**Material for this task:**
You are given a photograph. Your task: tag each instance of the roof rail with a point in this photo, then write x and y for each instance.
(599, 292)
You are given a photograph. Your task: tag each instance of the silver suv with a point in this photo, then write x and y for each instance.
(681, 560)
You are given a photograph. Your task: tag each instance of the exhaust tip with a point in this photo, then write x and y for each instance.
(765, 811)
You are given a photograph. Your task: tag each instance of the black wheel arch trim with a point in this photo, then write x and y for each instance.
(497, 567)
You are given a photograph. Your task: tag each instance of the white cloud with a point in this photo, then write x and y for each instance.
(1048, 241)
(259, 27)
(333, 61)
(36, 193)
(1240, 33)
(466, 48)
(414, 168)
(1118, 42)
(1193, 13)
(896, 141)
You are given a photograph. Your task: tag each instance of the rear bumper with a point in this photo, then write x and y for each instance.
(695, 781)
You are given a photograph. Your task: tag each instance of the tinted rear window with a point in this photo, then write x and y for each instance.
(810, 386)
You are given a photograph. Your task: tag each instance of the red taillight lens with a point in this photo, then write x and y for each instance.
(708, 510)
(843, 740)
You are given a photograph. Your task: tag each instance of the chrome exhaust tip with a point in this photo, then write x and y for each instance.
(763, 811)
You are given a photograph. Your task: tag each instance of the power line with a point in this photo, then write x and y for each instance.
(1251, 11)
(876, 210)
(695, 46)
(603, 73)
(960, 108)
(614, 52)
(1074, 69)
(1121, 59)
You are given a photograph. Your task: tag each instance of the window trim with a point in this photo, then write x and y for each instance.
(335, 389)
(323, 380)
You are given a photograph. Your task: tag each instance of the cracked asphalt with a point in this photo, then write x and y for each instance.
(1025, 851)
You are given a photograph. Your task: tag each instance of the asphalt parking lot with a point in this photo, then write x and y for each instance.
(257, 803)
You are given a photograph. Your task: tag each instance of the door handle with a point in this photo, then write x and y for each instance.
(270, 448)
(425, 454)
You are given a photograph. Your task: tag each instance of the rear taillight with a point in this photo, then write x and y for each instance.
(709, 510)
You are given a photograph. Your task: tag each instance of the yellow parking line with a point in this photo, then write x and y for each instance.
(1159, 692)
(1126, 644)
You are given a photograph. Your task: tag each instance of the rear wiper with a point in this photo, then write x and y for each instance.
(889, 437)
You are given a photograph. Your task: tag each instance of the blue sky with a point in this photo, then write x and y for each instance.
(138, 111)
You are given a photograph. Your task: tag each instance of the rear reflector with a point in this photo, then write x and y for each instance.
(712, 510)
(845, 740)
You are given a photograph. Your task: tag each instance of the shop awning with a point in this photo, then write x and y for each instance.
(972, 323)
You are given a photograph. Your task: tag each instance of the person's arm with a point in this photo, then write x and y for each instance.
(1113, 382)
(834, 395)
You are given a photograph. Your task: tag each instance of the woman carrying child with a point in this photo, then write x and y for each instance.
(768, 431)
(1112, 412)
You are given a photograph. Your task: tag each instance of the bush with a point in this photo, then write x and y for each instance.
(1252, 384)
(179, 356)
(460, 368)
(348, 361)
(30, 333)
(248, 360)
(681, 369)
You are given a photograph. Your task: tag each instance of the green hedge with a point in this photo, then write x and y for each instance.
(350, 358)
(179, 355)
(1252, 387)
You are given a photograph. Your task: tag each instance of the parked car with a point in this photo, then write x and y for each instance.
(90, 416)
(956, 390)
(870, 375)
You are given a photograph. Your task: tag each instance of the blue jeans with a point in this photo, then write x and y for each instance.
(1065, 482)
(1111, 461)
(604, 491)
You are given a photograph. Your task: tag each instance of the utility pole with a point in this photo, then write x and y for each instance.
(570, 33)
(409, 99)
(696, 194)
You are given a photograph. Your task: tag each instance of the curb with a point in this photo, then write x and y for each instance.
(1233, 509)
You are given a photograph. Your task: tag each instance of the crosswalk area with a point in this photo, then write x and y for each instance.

**What is required:** Starting from the line with "of the utility", write out every remaining line of the data above exactly, the final line included, and nothing before it.

**Solution below:**
You are given a photograph. Your task: tag each instance of the utility pole with a point in this photo, then write x and y for each instance.
(570, 33)
(409, 99)
(696, 194)
You are given a photograph. Your task: tag each instance of the curb with a point in this photo, then write x and y for each instance.
(1233, 509)
You are given a photograph. Your task: tag each instance of the crosswalk area with a point in this photo, then write x and y for each instance.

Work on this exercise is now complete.